■ YOUR OBJECTIVE
Starting at the line that contains "Where can the beige trench", restate each line word for word through the final line of the data, keeping both ends.

----------------------------------------

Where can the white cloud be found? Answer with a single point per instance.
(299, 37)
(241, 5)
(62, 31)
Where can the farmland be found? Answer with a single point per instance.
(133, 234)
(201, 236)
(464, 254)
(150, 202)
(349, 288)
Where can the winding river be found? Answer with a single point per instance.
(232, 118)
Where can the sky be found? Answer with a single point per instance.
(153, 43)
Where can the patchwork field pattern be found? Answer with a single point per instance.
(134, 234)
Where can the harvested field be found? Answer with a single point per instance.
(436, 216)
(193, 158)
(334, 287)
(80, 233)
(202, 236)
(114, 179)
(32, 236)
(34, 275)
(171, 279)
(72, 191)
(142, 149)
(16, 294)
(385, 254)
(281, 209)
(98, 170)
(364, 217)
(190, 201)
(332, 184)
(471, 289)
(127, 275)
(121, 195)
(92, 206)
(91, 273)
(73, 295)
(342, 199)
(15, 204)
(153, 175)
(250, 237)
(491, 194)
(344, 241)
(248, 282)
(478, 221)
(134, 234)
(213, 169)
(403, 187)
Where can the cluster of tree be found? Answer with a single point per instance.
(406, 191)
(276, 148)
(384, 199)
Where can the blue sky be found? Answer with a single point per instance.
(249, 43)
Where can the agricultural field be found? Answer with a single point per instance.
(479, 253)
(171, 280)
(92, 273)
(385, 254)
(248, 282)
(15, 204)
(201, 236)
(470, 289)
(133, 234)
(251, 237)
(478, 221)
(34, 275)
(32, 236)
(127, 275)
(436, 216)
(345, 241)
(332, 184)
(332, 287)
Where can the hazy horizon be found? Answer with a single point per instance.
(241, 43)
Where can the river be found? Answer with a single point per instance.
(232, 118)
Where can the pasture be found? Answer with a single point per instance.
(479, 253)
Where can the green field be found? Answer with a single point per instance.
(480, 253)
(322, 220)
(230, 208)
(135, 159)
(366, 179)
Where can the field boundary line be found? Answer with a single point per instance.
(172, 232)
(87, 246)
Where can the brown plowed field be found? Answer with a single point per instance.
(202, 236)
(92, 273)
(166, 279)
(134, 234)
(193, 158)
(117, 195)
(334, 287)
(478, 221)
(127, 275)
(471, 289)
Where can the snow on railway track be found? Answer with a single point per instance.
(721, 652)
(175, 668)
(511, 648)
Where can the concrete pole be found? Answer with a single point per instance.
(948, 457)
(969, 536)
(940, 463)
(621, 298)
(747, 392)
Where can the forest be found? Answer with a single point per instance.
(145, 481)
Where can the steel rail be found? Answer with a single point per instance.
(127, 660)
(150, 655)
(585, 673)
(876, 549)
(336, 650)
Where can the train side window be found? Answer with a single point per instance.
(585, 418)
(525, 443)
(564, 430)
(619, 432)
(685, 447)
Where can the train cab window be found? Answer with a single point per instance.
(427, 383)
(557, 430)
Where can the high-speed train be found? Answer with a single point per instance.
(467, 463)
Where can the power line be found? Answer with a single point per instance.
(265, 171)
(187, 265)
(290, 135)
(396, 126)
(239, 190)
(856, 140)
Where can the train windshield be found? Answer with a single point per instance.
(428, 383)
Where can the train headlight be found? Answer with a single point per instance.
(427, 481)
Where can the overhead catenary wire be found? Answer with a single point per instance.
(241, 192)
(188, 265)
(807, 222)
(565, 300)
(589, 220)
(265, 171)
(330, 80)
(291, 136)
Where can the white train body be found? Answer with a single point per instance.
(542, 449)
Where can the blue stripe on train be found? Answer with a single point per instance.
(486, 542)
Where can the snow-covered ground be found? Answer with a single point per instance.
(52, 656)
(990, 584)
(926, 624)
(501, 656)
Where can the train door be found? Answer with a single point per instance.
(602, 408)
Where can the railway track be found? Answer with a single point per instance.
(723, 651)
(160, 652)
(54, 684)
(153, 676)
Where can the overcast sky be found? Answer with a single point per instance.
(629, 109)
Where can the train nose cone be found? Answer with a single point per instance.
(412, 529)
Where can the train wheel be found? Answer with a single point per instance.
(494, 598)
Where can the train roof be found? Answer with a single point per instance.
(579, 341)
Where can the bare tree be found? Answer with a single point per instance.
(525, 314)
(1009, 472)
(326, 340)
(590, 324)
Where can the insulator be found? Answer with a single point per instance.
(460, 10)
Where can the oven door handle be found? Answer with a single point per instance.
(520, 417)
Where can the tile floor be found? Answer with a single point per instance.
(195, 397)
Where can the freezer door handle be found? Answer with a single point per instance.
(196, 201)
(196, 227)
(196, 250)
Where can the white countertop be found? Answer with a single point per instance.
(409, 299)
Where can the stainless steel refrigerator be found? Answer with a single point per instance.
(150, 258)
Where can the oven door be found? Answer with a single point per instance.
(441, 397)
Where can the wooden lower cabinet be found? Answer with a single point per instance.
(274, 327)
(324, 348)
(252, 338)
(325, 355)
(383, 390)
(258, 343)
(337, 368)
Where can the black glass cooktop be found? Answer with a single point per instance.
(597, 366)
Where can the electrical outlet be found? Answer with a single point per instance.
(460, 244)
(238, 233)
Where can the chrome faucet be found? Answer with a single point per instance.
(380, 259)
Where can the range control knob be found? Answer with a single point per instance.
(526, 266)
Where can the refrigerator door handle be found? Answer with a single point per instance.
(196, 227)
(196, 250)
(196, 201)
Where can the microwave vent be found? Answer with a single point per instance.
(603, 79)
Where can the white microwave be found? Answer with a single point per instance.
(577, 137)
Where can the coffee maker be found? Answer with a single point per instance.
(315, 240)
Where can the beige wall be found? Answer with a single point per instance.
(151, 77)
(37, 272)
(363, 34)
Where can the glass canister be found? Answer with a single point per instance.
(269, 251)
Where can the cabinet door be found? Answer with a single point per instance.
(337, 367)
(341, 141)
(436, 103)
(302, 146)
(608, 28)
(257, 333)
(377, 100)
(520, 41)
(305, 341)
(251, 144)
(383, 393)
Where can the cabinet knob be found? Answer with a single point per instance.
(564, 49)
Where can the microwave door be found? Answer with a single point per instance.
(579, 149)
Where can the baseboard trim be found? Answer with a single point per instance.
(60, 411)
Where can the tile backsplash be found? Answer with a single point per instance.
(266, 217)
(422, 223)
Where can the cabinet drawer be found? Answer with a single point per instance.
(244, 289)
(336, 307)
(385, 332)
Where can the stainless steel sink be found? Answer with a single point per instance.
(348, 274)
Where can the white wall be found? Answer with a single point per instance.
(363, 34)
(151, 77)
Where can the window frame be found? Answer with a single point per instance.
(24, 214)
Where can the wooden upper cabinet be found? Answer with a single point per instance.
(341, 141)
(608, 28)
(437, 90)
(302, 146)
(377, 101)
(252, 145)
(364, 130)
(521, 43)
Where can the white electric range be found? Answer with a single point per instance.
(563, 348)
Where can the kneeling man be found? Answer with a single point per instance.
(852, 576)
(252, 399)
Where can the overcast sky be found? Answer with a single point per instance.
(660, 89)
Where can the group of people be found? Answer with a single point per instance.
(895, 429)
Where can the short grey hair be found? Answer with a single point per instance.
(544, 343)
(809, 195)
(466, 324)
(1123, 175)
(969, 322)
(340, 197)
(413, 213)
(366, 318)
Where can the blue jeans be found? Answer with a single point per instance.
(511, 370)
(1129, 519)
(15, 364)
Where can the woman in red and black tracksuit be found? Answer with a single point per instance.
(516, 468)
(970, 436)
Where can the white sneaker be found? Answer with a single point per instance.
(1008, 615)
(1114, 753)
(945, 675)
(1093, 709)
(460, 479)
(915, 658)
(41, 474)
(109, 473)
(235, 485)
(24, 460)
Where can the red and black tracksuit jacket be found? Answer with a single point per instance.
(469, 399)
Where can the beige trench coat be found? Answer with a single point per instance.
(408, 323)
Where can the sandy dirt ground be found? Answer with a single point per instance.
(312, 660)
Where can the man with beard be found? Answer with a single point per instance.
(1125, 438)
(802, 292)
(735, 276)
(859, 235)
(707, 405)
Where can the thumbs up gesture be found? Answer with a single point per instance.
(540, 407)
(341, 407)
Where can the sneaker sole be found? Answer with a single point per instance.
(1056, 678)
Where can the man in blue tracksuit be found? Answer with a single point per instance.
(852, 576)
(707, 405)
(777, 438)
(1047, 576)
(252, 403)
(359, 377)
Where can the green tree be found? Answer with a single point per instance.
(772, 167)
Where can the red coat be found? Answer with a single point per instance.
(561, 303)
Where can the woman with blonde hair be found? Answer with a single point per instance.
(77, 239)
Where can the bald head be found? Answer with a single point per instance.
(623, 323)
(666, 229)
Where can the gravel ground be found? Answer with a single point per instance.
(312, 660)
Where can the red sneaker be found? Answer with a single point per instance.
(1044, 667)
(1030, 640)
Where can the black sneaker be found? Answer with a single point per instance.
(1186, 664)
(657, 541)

----------------------------------------

■ SOLUTION TO THE EXERCISE
Where can the beige trench coat be found? Answer with a single point per instance.
(408, 323)
Where can the sandy dirt ground be found? Answer with a single point per instance.
(312, 660)
Where can the man with beard be found? Answer with a single point per instance.
(1125, 438)
(802, 292)
(735, 276)
(859, 235)
(707, 405)
Where can the thumbs up gesture be found? Answer with a single point per instance.
(540, 407)
(341, 407)
Where can the sneaker sole be found? Answer with a single point per instance.
(1056, 678)
Where can the man in blue tracksuit be found? Answer with a single point per instance.
(852, 576)
(707, 405)
(777, 438)
(1047, 576)
(252, 403)
(359, 377)
Where can the green tree be found? Answer with a single point per instance.
(772, 167)
Where can the red coat be found? Answer with a single point per instance.
(561, 303)
Where can the woman with blonde hair be found? Answer with a single point per instance.
(77, 239)
Where can the bald head be found? Answer with a single point per instance.
(623, 323)
(666, 229)
Where can the gravel ground be found? Answer with a single point per instance.
(312, 660)
Where can the red sneaker be found? Answer with a single point per instance.
(1044, 667)
(1030, 640)
Where can the black sneaker be found? Answer with a single point per instance.
(1186, 664)
(657, 541)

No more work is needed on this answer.